- _Supplied passage_:
1. Introduction

1.1Legal privilege allows people to protect their communications with their lawyer from external scrutiny, if those communications are confidential and made for the dominant purpose of obtaining legal advice or engaging in litigation. These communications are privileged (or immune) from disclosure because ‘full and unreserved communication’ between a client and their lawyer is necessary to secure the ‘competent representation of … the ordinary person before the courts’[1] and government bodies exercising investigative power.[2] Consequently, legal privilege is an important safeguard ‘against tyranny and oppression’, and has become a foundational element of the administration of justice in our legal system.[3]

1.2However, the development of legal privilege has not kept up with innovations in legal service delivery. All Australian governments now fund and promote integrated legal assistance services.[4] These services combine free legal assistance with free social support, such as health care or specialised family violence advocacy, to improve access to justice for people experiencing disadvantage.[5]

1.3Many people struggle to identify the legal nature of their problems and often do not seek legal assistance.[6] Even if a person experiencing disadvantage seeks legal assistance, they are often unable to carry the burden of advancing their legal case without additional support services.

1.4The integrated nature of these services is designed to benefit clients, service providers and our justice system, yet it conflicts with requirements for legal privilege, complicating the administration of justice in Victoria.[7] Two requirements of legal privilege are particularly difficult to establish in this setting—confidentiality and the dominant legal purpose. The scenario below places these difficulties in a practical context, allowing us to consider the implications:

Scenario 1

A heavily pregnant woman, Tania, attends a scheduled weekly check-up with her midwife at her local hospital and discloses that she feels unsafe at home. The midwife suggests that Tania engage with the hospital’s health justice program. Because she wants to continue monitoring Tania’s health, the midwife arranges for the meeting to take place in her office in the maternity ward.

- _Tasks and exercises_:
**a.** Answer these questions from the legal privilege passage, one line each:
(i) For what dominant purpose must a confidential communication with a lawyer be made to be privileged?
(ii) Which two requirements of legal privilege are particularly difficult to establish for integrated services?
(iii) In Scenario 1, where does the midwife arrange for the meeting to take place?
**b.** Duplicate part of the legal privilege passage, beginning at the words "1.2However, the development" and stopping after "additional support services.".
**c.** Carry the legal privilege passage forward from the final sentence of Scenario 1, writing the part that comes next.

- _Exercise data_:
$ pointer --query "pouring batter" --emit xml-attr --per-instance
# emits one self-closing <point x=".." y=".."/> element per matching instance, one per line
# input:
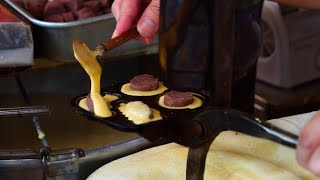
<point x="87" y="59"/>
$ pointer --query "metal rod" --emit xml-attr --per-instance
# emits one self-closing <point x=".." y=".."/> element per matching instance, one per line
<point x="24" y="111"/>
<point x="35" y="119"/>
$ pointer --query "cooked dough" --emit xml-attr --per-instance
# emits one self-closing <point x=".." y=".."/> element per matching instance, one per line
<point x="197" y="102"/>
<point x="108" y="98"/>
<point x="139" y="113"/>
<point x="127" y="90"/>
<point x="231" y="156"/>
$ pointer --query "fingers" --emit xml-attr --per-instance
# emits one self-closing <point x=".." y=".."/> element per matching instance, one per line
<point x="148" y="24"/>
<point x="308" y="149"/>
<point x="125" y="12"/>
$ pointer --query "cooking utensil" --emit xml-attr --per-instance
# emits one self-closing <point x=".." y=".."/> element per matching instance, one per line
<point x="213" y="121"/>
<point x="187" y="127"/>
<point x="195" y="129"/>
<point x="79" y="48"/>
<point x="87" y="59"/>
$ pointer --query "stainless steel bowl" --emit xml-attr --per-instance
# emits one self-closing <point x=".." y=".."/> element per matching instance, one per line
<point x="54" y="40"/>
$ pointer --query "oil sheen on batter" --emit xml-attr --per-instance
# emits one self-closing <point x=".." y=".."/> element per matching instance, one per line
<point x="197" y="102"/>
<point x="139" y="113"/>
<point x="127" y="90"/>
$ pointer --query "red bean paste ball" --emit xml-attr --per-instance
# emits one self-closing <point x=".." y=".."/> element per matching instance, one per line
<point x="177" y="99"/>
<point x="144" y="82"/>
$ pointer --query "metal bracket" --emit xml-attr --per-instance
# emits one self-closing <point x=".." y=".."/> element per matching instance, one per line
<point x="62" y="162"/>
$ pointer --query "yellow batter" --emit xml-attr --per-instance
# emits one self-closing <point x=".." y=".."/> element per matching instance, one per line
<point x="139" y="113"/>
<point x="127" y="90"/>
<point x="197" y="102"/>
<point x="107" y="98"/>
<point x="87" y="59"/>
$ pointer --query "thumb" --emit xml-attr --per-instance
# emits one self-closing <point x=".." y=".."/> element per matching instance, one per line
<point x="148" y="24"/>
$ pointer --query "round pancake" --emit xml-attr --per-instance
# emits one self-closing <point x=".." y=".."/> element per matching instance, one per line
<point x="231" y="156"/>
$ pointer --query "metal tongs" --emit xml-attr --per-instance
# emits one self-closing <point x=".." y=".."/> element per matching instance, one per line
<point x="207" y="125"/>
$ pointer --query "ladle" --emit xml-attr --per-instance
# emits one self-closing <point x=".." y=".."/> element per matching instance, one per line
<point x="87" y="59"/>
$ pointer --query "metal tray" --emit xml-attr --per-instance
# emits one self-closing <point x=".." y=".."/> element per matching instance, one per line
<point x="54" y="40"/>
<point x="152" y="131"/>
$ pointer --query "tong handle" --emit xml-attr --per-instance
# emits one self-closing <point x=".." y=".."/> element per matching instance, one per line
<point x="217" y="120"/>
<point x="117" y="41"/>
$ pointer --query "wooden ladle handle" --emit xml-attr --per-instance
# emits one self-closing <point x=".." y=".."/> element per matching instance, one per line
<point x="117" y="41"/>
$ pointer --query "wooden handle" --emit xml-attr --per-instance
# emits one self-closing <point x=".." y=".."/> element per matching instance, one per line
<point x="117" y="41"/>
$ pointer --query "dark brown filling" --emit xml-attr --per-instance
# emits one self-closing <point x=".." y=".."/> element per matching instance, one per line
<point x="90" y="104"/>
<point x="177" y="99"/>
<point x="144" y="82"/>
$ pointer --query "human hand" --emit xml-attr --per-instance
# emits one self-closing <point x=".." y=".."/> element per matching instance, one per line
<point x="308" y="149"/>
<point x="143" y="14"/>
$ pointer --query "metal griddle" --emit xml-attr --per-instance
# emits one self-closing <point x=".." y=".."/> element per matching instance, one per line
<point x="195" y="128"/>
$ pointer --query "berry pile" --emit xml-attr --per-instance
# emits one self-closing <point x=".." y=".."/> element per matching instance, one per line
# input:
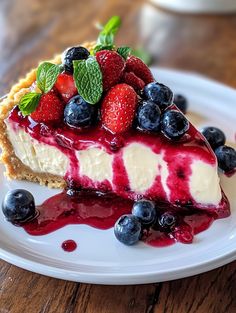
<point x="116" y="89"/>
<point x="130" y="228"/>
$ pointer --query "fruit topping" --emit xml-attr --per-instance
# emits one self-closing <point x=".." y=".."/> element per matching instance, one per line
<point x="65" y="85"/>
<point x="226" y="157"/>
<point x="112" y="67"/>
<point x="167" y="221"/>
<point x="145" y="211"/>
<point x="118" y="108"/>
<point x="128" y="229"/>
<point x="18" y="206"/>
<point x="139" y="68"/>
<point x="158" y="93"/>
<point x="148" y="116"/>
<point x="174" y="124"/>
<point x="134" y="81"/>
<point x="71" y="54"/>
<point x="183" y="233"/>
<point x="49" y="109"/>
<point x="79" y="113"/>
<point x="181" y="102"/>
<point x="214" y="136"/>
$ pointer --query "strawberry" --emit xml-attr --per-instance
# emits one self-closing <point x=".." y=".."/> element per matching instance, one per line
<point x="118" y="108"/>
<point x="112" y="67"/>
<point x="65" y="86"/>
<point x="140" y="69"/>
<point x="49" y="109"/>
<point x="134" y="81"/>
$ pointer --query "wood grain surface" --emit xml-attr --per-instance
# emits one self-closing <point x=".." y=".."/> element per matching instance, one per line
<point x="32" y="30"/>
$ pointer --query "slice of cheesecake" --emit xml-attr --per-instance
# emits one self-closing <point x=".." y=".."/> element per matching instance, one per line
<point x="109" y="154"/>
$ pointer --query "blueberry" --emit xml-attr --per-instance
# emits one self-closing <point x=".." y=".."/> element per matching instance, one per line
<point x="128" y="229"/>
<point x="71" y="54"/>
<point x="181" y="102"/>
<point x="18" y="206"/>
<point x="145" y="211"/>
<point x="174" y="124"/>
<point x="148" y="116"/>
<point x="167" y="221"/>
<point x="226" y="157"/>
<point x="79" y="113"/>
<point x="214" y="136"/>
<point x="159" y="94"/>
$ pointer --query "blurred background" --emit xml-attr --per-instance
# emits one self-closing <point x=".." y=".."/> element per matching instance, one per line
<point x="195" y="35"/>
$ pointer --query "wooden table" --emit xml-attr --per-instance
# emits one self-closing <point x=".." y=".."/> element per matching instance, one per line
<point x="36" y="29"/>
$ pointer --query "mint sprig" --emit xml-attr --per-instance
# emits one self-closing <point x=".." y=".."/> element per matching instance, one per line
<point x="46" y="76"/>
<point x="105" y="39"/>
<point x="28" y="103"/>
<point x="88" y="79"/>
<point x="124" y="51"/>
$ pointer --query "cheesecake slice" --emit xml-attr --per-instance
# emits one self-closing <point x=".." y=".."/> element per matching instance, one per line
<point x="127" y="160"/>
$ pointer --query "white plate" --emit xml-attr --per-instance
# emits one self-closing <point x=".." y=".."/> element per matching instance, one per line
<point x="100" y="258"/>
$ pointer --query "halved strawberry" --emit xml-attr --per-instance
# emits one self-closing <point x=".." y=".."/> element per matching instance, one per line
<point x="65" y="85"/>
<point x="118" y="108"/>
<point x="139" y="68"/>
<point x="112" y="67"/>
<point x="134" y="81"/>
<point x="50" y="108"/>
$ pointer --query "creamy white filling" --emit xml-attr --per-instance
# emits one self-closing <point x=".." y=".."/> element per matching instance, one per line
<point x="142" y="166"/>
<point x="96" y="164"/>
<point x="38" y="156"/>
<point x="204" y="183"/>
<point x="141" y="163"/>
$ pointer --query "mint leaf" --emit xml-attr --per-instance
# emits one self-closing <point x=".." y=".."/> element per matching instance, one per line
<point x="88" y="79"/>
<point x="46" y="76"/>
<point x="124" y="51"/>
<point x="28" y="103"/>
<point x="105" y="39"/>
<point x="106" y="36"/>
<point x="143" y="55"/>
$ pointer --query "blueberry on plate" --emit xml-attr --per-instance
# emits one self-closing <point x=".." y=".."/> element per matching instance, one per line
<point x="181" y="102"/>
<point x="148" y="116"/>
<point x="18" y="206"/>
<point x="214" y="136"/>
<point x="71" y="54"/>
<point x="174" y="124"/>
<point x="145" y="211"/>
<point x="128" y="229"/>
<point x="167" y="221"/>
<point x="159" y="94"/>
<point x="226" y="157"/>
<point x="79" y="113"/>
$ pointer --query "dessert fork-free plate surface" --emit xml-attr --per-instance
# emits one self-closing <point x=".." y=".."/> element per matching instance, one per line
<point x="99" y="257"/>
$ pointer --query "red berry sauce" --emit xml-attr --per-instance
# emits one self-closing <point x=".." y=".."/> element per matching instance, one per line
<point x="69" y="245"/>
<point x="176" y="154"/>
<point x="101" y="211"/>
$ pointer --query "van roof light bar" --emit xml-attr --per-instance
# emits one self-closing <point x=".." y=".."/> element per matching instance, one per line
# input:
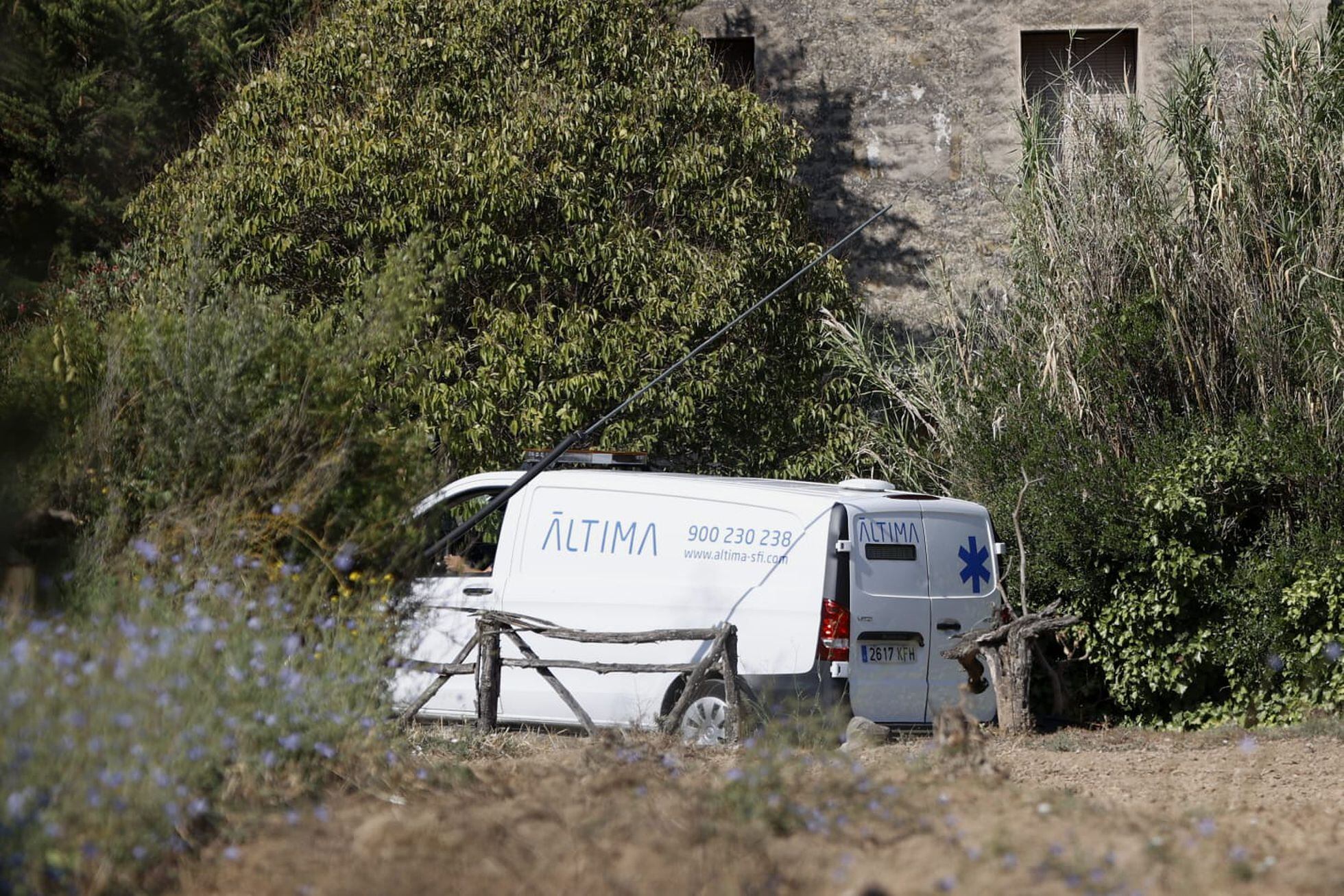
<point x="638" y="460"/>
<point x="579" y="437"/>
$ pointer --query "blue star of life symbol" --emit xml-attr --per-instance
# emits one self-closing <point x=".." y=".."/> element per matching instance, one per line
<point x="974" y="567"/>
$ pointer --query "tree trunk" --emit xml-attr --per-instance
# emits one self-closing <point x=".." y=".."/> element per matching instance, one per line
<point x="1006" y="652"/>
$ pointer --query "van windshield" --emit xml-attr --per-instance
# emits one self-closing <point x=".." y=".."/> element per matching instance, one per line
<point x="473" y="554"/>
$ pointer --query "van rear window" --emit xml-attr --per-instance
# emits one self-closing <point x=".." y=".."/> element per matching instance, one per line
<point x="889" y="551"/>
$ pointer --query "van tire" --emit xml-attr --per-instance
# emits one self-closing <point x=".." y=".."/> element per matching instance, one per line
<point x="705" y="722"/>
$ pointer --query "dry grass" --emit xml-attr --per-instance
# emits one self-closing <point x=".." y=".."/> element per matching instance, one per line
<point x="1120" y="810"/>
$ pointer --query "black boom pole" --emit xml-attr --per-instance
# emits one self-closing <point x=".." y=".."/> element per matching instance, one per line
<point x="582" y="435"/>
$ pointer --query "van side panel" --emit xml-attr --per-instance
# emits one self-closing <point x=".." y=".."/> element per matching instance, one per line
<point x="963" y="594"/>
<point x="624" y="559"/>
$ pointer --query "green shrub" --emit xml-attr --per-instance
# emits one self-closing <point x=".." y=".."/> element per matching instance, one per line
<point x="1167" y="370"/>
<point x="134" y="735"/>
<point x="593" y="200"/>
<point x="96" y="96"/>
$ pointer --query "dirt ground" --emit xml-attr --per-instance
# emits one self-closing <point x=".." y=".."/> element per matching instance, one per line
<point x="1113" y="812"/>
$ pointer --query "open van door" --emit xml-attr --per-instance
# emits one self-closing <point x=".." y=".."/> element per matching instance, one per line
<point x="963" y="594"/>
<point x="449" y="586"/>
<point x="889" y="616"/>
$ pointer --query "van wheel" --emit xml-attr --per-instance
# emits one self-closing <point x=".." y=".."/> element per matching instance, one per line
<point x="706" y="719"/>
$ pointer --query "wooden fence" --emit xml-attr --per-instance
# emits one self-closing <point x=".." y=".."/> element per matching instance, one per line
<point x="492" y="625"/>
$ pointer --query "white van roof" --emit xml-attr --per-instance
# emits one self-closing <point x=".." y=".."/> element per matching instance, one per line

- _Results of the exercise_:
**a.**
(i) Obtaining legal advice or engaging in litigation.
(ii) Confidentiality and the dominant legal purpose.
(iii) In her office in the maternity ward.

**b.**
1.2However, the development of legal privilege has not kept up with innovations in legal service delivery. All Australian governments now fund and promote integrated legal assistance services.[4] These services combine free legal assistance with free social support, such as health care or specialised family violence advocacy, to improve access to justice for people experiencing disadvantage.[5]

1.3Many people struggle to identify the legal nature of their problems and often do not seek legal assistance.[6] Even if a person experiencing disadvantage seeks legal assistance, they are often unable to carry the burden of advancing their legal case without additional support services.

**c.**
Tania tells the midwife, social worker and lawyer that she is afraid her partner will kill her. She has been living in her car for the past few days and has not been eating or sleeping properly. After working together on a risk assessment and management plan, they agree that the social worker will arrange emergency accommodation, the lawyer will apply for a family violence intervention order, and the midwife will arrange for a doctor to conduct more extensive health checks.

In the weeks and months that follow, the midwife, social worker and lawyer have multiple conversations with Tania and each other as they support her to set up a new life away from her violent partner. The lawyer might ask the midwife for medical records that help prove Tania has been subjected to family violence. The social worker might ask the lawyer for a copy of the family violence intervention order to support Tania’s housing application.

The lawyer may wait for the social worker to confirm Tania has been accepted into a refuge before applying for the intervention order so that, when the police serve Tania’s partner with a notice to appear in court, he cannot find and kill her. If Tania’s employer tries to terminate her employment because she cannot return to the office while living in the refuge (where visiting places a family violence perpetrator can find you is often prohibited), the lawyer could explain to the employer that termination would be illegal.[8]

1.5In this scenario, to maintain legal privilege, Tania would need to show that the initial conversation with her lawyer was confidential even though the midwife and social worker were present. That might not be too difficult, but what if the social worker took handwritten notes of the meeting and filed them in her office where other social workers could access them? Or what if the midwife took notes of the meeting in Tania’s electronic hospital record so that other health care professionals could read them and adequately treat her? Would these records also be considered confidential?

1.6In addition, Tania would need to demonstrate that the dominant purpose of the conversation was legal. While one of the purposes was clearly legal, there were several other purposes, including finding safe housing and checking on the health of Tania and her baby. Consequently, some parts of the conversation could be privileged, while others could not, and distinguishing between the two would be difficult.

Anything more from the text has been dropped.